Quoted text:

####

The claimants argued that this invasion of their privacy amounted to a nuisance and sought an injunction requiring the Tate to prevent members of the public from observing their flats from the viewing gallery. At trial, Mann J dismissed the claim in nuisance, seemingly on the ground that those who choose to live in fishbowls in central London cannot complain when their domestic lives can be viewed by visitors to adjacent properties. Nevertheless, his Honour expressly preferred the minority position in Victoria Park Racing, and held that, ‘had it been necessary to do so I would have been minded to conclude that the tort of nuisance, absent statute, would probably have been capable, as a matter of principle, of protecting privacy rights, at least in a domestic home.’
A unanimous Court of Appeal dismissed the claimants’ appeal and, in doing so, restored orthodoxy. Their Honours observed that:
despite the hundreds of years in which there has been a remedy for causing nuisance to an adjoining owner’s land and the prevalence of overlooking in all cities and towns, there has been no reported case in this country in which a claimant has been successful in a nuisance claim for overlooking by a neighbour. There have, however, been cases in which judges have decided and expressed the view that no such cause of action exists.

####

Dataset entries:
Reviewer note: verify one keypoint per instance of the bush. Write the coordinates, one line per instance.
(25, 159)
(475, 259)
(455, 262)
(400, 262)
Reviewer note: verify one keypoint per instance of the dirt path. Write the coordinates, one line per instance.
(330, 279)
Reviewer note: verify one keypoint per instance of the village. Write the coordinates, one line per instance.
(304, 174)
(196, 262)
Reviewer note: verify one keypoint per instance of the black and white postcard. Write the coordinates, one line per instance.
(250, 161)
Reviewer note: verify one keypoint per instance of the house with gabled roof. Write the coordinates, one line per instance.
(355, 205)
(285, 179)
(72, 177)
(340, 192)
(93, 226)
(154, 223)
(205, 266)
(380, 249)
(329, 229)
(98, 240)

####

Exercise description:
Please answer these from the passage on the Tate nuisance claim:
(a) What did the claimants want the injunction to require the Tate to do?
(b) Which judge dismissed the nuisance claim at trial?
(c) According to the Court of Appeal, how many reported cases in this country have seen a claimant succeed in a nuisance claim for overlooking by a neighbour?

Output of the task:
(a) Prevent members of the public from observing their flats from the viewing gallery.
(b) Mann J.
(c) None.